Metin:
# # #

Bu heykeller tasarlanırken, oraya dikilirken kimse de "Durun yahu, ne yapıyorsunuz siz!" dememiş olmalı ki bugün bu kadar çok tuhaf görünümlü şehir heykelleriyle başbaşayız.
"Gülüyoruz ağlanacak halimize" temalı bu heykeller baktık ki hâlâ yapılmaya devam ediyor, o zaman bu işe biz bir el atalım ve yapay zekâ modeli Midjourney'i de kullanarak daha sanatsal bir hale getirelim dedik. Ortaya çıkan tasarımları görünce "Keşke gerçek olsaydı!" diyeceksiniz.
Nasreddin Hoca, heykel konusunda epey talihsiz bir karakter. İzmir'deki bu dev heykel de bunlardan yalnızca biri.
Giysisinden sakalına kadar hipergerçekçilik kattığımızda ise bakmalara doyamayacağımız bir görünüme kavuştu.
Futbol topuna bakan üç timsah heykeli gerçek değil, sana zarar veremez! O esnada Bursa:
Heykeli Barok stiline çevirdiğimizde önünde fotoğraf çektirmelik bir esere dönüştü.

# # #

Amaç A:
Şehir heykelleri metnindeki "Heykeli Barok stiline çevirdiğimizde önünde fotoğraf çektirmelik bir esere dönüştü." cümlesini İngilizceye çeviriniz.
Amaç B:
Kayıtlarda "globe as a single point per instance." ifadesini içeren satırdan "(323, 1271)" ifadesini içeren satıra kadar uzanan bölümü, iki uç satır ve istekler dahil, yalnızca bu bölümle sınırlı olarak yeniden yazınız. Yazarken yanıtlardaki her koordinat değerini 2,2 katına ölçekleyip tam sayıya yuvarlayınız; buçuklu değerleri yukarı yuvarlayınız.
Şehir heykelleri metni ile kayıtlar arasında herhangi bir bağlantı bulunmamaktadır.

# # #

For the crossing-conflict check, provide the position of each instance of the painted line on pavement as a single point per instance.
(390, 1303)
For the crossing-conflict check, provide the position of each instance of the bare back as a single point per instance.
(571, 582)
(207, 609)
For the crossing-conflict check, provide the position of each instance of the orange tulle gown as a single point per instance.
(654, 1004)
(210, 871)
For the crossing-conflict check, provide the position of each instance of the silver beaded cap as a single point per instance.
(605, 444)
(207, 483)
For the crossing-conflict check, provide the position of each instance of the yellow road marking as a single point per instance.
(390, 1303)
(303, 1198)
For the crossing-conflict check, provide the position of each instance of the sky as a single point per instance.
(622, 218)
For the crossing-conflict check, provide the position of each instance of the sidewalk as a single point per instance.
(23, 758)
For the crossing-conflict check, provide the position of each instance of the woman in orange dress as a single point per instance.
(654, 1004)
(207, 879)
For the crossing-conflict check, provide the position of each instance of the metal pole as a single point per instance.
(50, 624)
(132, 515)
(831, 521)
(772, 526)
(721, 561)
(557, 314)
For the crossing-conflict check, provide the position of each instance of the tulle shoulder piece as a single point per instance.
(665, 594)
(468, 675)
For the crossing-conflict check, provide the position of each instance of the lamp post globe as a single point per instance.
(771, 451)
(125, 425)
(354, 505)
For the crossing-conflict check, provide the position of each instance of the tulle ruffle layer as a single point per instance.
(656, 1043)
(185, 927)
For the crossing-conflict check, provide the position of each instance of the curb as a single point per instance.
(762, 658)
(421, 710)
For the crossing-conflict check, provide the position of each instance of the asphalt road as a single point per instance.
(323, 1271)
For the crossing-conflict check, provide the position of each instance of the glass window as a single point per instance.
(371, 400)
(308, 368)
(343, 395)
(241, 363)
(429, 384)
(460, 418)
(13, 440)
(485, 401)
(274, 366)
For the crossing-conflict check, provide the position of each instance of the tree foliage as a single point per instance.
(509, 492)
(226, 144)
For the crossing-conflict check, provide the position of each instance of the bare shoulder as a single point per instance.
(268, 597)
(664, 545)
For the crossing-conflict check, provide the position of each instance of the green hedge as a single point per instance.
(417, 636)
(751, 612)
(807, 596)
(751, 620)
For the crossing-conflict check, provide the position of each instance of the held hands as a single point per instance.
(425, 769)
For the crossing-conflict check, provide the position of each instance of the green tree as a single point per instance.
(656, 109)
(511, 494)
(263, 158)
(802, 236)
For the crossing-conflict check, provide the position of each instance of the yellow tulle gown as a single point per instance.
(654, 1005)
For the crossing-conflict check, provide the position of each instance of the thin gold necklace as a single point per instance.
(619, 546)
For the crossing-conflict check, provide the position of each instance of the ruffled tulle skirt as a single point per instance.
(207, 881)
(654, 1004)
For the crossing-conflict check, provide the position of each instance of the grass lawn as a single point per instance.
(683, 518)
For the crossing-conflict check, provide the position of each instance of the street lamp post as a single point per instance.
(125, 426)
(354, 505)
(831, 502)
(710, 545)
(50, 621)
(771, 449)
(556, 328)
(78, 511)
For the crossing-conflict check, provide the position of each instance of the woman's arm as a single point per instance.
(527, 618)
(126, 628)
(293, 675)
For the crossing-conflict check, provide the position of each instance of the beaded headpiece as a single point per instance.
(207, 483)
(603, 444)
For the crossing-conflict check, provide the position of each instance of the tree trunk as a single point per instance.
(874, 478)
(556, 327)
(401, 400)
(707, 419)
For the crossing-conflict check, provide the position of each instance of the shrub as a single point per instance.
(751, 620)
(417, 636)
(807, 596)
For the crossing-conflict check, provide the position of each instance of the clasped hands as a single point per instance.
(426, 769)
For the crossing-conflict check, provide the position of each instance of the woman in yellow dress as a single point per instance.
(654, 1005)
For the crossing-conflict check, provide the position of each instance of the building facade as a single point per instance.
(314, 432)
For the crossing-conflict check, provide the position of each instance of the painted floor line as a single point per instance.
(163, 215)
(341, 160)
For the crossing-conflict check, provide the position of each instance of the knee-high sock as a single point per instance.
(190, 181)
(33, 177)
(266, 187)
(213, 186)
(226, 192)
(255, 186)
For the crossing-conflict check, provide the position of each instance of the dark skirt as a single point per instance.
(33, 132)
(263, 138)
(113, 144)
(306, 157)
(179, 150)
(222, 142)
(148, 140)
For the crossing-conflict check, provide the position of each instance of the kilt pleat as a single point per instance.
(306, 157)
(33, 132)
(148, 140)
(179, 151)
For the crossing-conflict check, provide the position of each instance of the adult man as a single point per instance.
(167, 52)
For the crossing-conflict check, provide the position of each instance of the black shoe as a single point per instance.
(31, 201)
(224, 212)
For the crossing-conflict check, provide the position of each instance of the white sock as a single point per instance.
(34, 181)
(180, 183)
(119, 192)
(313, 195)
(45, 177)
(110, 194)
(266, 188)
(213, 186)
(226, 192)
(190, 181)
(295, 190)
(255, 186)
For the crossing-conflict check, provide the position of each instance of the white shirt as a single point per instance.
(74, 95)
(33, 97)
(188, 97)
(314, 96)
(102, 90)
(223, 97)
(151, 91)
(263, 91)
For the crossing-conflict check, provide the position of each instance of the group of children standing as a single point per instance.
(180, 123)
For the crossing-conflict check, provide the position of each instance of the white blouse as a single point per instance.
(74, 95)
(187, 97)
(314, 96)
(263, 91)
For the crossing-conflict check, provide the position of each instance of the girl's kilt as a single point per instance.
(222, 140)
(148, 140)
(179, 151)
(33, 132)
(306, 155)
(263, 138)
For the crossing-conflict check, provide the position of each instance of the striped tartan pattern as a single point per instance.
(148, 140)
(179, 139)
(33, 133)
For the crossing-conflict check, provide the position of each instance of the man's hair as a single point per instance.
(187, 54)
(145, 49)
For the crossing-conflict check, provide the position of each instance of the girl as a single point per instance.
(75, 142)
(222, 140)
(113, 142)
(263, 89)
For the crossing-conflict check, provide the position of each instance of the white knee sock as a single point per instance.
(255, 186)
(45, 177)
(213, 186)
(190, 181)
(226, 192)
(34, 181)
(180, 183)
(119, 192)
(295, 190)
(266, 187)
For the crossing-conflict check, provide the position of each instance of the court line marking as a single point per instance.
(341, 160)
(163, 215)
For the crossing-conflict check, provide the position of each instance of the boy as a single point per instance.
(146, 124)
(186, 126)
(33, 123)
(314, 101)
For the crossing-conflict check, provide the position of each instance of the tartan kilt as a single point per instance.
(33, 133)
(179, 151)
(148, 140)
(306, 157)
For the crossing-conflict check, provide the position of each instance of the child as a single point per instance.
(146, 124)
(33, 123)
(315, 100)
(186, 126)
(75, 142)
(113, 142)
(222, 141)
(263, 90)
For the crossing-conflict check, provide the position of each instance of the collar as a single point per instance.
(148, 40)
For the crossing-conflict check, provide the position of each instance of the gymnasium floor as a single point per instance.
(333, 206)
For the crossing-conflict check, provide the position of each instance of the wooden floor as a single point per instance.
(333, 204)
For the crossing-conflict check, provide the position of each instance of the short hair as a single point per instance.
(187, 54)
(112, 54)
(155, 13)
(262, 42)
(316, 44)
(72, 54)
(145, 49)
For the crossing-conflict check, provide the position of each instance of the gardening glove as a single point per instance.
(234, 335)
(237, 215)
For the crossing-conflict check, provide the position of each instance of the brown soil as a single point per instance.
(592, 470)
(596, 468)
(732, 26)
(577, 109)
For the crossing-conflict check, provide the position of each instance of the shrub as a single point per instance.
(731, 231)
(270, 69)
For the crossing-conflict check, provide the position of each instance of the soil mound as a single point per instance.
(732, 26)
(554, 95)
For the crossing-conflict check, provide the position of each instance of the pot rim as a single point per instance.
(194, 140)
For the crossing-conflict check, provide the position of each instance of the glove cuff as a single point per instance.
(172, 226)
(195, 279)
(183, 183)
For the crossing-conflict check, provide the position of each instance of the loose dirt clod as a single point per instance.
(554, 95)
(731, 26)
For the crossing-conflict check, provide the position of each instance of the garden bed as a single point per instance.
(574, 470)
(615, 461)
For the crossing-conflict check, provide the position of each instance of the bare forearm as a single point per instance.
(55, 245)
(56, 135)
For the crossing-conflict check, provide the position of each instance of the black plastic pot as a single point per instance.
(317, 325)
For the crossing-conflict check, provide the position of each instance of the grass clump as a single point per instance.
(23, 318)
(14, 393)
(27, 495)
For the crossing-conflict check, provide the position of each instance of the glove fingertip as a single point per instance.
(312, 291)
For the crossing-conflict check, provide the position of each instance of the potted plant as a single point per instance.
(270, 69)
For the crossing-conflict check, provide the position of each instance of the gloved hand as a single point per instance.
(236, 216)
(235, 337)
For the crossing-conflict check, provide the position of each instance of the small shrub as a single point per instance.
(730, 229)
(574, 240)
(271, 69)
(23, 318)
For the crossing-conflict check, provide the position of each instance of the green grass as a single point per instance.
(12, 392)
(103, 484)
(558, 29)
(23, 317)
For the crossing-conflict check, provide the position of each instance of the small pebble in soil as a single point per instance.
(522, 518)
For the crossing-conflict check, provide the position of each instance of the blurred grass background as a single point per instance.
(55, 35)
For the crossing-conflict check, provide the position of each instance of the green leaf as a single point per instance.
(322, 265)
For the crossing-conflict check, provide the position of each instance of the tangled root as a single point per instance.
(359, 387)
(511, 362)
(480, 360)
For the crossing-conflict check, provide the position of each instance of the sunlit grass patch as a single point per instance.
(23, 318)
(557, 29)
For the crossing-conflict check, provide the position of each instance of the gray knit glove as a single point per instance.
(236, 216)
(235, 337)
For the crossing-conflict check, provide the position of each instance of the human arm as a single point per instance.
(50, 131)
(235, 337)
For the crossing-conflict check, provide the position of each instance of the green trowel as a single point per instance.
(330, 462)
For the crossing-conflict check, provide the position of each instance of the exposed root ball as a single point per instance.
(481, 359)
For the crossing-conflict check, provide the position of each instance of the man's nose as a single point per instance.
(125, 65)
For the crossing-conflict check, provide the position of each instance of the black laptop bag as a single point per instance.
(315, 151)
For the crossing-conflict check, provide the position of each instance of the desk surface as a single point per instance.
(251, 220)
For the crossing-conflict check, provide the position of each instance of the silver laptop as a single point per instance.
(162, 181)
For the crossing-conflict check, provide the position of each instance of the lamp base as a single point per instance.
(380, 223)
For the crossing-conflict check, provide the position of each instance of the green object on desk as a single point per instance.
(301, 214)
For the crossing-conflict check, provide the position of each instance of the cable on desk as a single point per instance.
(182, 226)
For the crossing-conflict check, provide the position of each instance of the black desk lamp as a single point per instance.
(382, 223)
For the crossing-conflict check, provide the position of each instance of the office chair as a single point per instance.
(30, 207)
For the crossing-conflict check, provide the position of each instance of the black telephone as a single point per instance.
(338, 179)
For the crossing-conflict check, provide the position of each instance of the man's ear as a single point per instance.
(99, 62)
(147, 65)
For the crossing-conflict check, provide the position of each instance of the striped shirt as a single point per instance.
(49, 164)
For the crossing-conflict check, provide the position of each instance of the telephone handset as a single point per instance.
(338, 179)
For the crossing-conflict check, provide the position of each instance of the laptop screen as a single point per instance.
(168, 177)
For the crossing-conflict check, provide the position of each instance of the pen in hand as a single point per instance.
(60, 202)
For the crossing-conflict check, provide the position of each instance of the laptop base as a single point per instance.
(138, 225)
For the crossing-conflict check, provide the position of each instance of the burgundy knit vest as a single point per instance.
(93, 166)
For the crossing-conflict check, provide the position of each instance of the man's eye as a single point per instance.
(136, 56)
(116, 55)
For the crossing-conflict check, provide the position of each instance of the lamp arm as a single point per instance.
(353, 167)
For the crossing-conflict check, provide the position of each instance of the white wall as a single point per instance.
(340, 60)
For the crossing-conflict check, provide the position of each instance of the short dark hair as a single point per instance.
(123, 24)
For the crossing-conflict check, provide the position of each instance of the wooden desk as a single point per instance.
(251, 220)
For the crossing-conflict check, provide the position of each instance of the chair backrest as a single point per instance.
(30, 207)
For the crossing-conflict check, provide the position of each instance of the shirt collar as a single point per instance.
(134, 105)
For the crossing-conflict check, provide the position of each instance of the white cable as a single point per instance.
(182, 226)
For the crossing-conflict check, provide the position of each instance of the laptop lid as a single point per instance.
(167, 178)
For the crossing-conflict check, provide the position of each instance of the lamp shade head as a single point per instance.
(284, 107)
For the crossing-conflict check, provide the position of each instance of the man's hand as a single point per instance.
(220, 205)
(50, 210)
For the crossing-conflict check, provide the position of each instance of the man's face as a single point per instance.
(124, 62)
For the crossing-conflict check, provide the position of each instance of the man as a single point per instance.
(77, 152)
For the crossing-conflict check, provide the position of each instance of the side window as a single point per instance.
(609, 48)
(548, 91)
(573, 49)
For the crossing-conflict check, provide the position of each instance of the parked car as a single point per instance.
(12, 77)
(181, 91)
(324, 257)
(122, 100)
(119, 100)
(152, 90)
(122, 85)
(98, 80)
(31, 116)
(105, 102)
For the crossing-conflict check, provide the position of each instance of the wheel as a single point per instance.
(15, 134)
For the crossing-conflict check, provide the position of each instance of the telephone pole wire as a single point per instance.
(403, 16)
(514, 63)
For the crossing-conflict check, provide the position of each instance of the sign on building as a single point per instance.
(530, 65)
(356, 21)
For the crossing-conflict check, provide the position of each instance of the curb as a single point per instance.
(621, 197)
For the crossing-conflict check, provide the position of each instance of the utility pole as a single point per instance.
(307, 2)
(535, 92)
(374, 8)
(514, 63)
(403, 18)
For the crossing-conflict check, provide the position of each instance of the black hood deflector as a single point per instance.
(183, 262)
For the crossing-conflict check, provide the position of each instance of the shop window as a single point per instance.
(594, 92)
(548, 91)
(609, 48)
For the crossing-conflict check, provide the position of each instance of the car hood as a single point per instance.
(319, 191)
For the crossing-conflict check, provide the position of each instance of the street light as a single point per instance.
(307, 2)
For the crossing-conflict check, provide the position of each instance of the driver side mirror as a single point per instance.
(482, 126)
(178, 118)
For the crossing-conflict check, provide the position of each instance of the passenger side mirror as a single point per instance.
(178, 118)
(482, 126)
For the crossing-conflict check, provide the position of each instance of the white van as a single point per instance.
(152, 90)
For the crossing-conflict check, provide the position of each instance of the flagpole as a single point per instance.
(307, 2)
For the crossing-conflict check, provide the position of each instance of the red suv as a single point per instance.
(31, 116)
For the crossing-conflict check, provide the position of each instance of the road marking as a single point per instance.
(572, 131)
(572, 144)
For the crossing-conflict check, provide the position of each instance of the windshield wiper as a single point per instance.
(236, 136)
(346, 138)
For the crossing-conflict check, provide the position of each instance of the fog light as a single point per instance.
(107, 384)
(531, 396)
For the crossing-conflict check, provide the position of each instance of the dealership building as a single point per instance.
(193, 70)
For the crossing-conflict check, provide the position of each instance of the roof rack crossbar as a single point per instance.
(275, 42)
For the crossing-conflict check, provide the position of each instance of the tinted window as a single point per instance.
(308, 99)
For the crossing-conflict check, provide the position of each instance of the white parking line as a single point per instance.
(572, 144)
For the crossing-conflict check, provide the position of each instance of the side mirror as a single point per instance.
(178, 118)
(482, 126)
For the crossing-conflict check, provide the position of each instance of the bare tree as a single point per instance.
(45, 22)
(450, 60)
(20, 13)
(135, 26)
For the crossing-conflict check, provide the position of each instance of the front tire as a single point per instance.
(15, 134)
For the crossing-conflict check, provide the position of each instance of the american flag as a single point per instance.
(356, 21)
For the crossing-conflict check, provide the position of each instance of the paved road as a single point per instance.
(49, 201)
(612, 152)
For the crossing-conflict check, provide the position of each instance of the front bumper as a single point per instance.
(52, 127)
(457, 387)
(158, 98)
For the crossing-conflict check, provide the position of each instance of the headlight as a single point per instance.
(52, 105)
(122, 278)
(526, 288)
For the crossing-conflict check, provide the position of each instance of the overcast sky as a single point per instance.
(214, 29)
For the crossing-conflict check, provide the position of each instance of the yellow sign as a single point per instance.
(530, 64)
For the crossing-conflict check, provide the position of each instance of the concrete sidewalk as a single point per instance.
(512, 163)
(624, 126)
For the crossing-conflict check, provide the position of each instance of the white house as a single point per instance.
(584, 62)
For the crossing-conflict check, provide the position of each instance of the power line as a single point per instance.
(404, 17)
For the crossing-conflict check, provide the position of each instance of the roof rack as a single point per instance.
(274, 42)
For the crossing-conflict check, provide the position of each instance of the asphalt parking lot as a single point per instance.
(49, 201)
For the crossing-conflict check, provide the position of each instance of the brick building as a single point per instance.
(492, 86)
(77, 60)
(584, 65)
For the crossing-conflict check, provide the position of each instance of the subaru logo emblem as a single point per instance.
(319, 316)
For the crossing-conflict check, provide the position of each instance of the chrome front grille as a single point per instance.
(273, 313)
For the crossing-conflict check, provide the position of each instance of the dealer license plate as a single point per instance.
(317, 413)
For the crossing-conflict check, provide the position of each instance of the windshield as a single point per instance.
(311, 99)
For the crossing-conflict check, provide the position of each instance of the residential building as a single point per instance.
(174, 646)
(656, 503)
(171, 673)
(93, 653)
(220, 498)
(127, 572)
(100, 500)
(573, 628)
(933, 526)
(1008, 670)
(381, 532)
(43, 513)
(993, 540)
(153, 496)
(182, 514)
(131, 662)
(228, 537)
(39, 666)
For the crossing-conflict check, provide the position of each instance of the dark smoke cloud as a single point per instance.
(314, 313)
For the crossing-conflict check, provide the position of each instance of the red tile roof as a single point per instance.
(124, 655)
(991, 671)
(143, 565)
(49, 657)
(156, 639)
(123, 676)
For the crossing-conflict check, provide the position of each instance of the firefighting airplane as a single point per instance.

# # #

Yazılı Yanıt A:
When we turned the statue into the Baroque style, it became a work worth having one's photo taken in front of.

Yazılı Yanıt B:
For the crossing-conflict check, provide the position of each instance of the lamp post globe as a single point per instance.
(1696, 992)
(275, 935)
(779, 1111)
For the crossing-conflict check, provide the position of each instance of the tulle ruffle layer as a single point per instance.
(1443, 2295)
(407, 2039)
For the crossing-conflict check, provide the position of each instance of the curb as a single point per instance.
(1676, 1448)
(926, 1562)
For the crossing-conflict check, provide the position of each instance of the asphalt road as a single point per instance.
(711, 2796)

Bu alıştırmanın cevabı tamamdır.